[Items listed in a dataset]
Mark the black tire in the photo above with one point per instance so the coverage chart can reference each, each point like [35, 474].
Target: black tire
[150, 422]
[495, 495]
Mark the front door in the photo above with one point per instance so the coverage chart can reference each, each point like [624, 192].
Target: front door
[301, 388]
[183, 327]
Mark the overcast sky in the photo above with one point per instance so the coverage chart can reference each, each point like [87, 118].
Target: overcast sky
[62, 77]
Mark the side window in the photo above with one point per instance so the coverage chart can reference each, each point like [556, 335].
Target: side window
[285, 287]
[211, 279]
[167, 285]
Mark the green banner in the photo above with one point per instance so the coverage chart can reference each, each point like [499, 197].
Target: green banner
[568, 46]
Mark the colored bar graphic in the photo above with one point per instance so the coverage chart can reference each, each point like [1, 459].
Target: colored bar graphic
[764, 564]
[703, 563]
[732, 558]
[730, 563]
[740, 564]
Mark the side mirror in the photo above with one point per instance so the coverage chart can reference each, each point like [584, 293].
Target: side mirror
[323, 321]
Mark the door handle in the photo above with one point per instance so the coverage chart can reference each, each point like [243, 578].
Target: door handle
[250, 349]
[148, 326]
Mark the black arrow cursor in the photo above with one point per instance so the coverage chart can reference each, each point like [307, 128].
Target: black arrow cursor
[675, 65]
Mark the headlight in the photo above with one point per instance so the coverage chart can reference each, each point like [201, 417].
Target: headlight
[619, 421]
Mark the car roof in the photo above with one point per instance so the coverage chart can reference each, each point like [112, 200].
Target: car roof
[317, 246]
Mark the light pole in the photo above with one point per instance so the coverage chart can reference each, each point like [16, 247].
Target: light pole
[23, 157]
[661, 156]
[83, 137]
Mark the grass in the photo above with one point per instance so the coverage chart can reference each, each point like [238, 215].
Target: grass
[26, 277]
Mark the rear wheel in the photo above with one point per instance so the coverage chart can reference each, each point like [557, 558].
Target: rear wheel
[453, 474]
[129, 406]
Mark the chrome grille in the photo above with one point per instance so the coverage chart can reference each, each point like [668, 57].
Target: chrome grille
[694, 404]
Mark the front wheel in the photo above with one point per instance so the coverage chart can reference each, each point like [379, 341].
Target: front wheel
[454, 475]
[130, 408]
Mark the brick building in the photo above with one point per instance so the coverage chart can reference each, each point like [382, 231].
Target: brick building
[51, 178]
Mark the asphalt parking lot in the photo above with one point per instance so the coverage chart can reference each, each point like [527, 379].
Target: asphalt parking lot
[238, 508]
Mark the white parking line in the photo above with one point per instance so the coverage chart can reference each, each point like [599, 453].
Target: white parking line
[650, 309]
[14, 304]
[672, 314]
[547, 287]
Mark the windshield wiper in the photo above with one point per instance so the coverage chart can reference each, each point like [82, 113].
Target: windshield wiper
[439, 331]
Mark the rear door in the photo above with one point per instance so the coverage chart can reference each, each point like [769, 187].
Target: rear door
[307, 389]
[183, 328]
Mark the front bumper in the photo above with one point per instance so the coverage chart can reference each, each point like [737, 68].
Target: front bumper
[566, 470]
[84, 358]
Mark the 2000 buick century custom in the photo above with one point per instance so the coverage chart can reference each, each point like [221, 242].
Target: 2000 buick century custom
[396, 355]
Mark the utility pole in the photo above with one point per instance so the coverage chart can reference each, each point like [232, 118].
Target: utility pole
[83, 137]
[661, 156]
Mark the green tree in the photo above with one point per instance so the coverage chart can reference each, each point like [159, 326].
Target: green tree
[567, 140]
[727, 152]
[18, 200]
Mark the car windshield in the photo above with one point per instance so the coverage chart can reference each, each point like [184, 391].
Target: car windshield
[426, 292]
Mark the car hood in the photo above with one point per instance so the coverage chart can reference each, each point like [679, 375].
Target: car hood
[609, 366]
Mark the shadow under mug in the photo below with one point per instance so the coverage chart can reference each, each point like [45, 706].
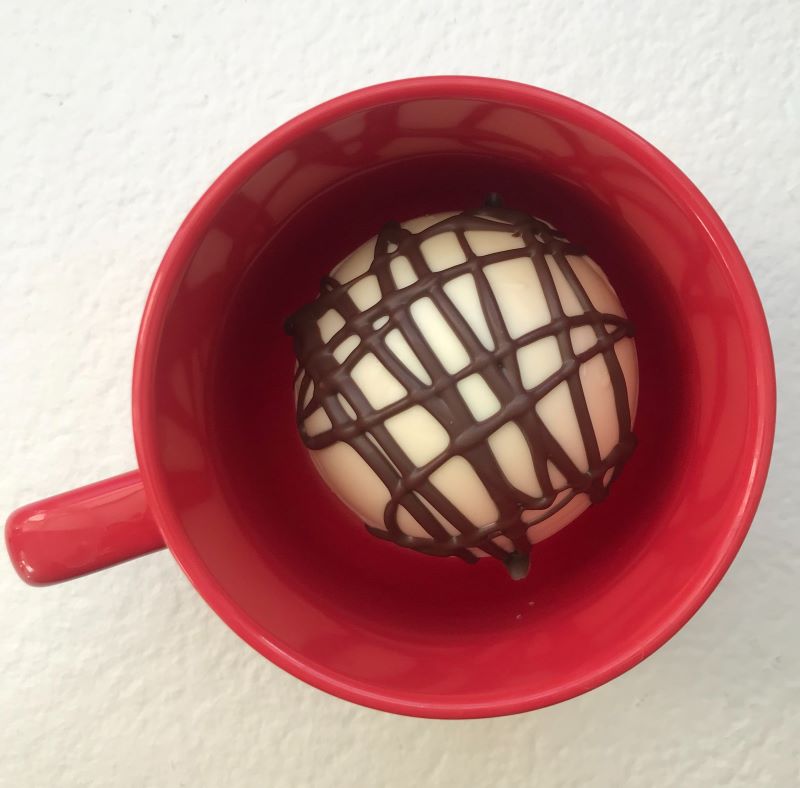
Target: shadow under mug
[225, 483]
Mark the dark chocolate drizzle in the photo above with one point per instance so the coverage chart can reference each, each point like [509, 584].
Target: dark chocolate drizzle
[410, 485]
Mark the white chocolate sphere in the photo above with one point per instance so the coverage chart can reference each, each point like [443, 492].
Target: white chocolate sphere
[521, 299]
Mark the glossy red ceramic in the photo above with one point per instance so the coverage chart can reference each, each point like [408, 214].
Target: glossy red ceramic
[236, 501]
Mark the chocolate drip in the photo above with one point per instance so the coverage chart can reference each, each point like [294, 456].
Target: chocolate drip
[409, 486]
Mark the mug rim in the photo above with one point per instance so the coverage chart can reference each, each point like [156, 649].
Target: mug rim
[179, 253]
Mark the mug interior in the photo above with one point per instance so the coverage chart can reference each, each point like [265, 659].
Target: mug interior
[279, 557]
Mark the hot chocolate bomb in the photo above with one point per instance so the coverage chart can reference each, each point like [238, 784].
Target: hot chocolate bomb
[466, 383]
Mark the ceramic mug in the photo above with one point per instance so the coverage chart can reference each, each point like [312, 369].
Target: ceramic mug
[224, 481]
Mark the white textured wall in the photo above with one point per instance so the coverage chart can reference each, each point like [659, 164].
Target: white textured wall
[113, 119]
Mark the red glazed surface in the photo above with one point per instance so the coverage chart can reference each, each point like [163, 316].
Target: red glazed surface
[273, 553]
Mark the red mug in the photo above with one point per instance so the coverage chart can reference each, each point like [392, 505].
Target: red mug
[224, 481]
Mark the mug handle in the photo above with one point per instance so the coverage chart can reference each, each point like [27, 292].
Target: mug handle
[81, 531]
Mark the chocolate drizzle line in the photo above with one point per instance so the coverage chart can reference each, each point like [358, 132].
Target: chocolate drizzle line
[409, 485]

[WHAT THIS TASK INVOLVES]:
Once the pictures are set aside, restate the remaining data above exactly.

[WORKED SOLUTION]:
Mark the black tire in the photo above with one point per instance so the coverage chart can reference each, each point like [35, 474].
Target: black tire
[150, 422]
[495, 495]
Mark the front door in the photo above with one point per instance so the coverage chart can reference each, each point like [624, 192].
Target: front door
[301, 388]
[183, 327]
Mark the overcast sky in the photo above with one point per instance so the coverage chart can reference each, each point like [87, 118].
Target: overcast sky
[62, 77]
Mark the side window in the photo above with one point per instance so the coverage chart can reference each, each point like [556, 335].
Target: side window
[285, 287]
[211, 279]
[167, 285]
Mark the green banner in the photo above with one point per instance so the coverage chart can reference each, each point like [499, 197].
Target: green banner
[568, 46]
Mark the colored bar graphic in the photo above with one point per instance so the coverage chart can reference each, each point like [1, 459].
Target: colored bar graphic
[764, 564]
[703, 563]
[732, 558]
[730, 563]
[740, 564]
Mark the side mirror in the photo above with one point per instance so the coverage chart can reference each, each point like [584, 293].
Target: side mirror
[323, 321]
Mark the door handle in the photo above with one point per instance so the coverage chart can reference each, each point like [243, 578].
Target: door handle
[250, 349]
[148, 326]
Mark the black arrow cursor in the photo above with one point per instance so the coverage chart can reference each, each point like [307, 128].
Target: black arrow cursor
[675, 65]
Mark the headlight in the photo above with one point per instance so the coverage chart can reference each, each point like [201, 417].
Target: headlight
[619, 421]
Mark the car roof in the photo above with one point per instance so the coverage chart can reference each, each point like [112, 200].
Target: car roof
[317, 246]
Mark the light pole in the photo above with one point per instance so the coverage chart can reference each, each point like [16, 247].
Target: light pole
[23, 157]
[661, 156]
[83, 137]
Mark the grass in the photo above with one point per instance so the coverage chart can reference each, each point like [238, 215].
Target: grass
[26, 277]
Mark the rear wheel in the photo above with one point per instance so the coverage chart can reference each, each point like [557, 558].
Target: rear wheel
[453, 474]
[129, 406]
Mark the chrome grille in the photo above with one point per instance so the coverage chart can reference each, each point like [668, 57].
Target: chrome grille
[694, 404]
Mark the front wheel in the photo above with one point per instance so the coverage chart can reference each, each point like [379, 341].
Target: front wheel
[454, 475]
[130, 408]
Mark the brick building in the photo above with one point per instance so the coverage chart can reference each, each point like [382, 231].
Target: brick building
[51, 178]
Mark the asphalt parking lot in the photo above with one point per instance so the coverage chart can reference each, each point like [527, 379].
Target: asphalt parking lot
[238, 508]
Mark the white parking line in the photo above with one point per instance so the coverage chart can reference each, each point like [599, 453].
Target: white parking line
[650, 309]
[14, 304]
[672, 314]
[547, 287]
Mark the windshield wiper in the photo above with one point per instance so the coverage chart can reference each, each point like [82, 113].
Target: windshield wiper
[439, 331]
Mark the rear door in the photo above with one point per instance so the coverage chart can reference each, each point like [769, 187].
Target: rear door
[307, 389]
[183, 328]
Mark the front bumper in the photo above with one point per instance so the coverage chart can reference each, each point like [737, 68].
Target: front bumper
[566, 470]
[84, 358]
Mark the 2000 buick century custom in the photo above with one point per instance so the coverage chart can reference each, each point like [221, 242].
Target: 2000 buick century custom
[396, 355]
Mark the utility pole in the photo above with one point per instance so the coverage chart can reference each, each point like [232, 118].
Target: utility pole
[83, 137]
[661, 156]
Mark the green tree in the photo above with one point per instance so the coverage chart can reference each, each point like [159, 326].
Target: green tree
[567, 140]
[727, 152]
[18, 200]
Mark the car windshield in the photo above with one point per instance so the coverage chart can reference each, each point like [184, 391].
Target: car windshield
[426, 292]
Mark the car hood in the photo above with one point per instance so the coverage chart can reference each, each point like [679, 375].
Target: car hood
[609, 366]
Mark the shadow under mug in the photo below with one point per instance so the coverage chart can reference each, each point like [45, 706].
Target: shadow under mug
[225, 483]
Mark the dark chocolate drizzle in the photo above with one point per instance so the coverage chart can reference each, each point like [509, 584].
Target: dark chocolate drizzle
[410, 485]
Mark the white chocolate sphere in the photo above with one point per instance so the coverage chart can reference each, each point like [443, 492].
Target: white chocolate sphere
[521, 299]
Mark the glossy red ceramic in the photo above with one point per instance so the coverage chart can reference each, each point like [408, 214].
Target: glossy red ceramic
[236, 501]
Mark the chocolate drip in the photo above with one point per instance so the coverage chart can reference each, each point like [294, 456].
Target: chocolate drip
[409, 486]
Mark the mug rim in the photo above with one point per instance so the coverage chart can reference each, each point like [156, 649].
Target: mug rim
[179, 253]
Mark the mug interior in the photo above with one point per instance so the coverage chart can reference each, each point like [265, 659].
Target: mug interior
[279, 557]
Mark the hot chocolate bomb in the photo above with one point per instance so the coverage chart can reference each, each point like [238, 784].
Target: hot chocolate bomb
[466, 383]
Mark the ceramic mug in the photo above with one point per instance so the coverage chart can reference each, each point like [312, 369].
Target: ceramic mug
[224, 481]
Mark the white textured wall in the photo above with one point per instance so the coverage chart can reference each, each point like [659, 164].
Target: white textured wall
[113, 119]
Mark the red glazed surface in the photo above with one point per instance so the coverage chart can reference each, each point like [163, 316].
Target: red glazed surface
[273, 553]
Mark the red mug in the photo above with one point per instance so the coverage chart can reference each, each point like [392, 505].
Target: red mug
[224, 481]
Mark the mug handle in the photo above with one point per instance so the coverage chart can reference each, each point like [27, 292].
Target: mug handle
[81, 531]
Mark the chocolate drizzle line in the photo above with one point per instance so the coverage chart can reference each, each point like [358, 132].
Target: chocolate drizzle line
[409, 485]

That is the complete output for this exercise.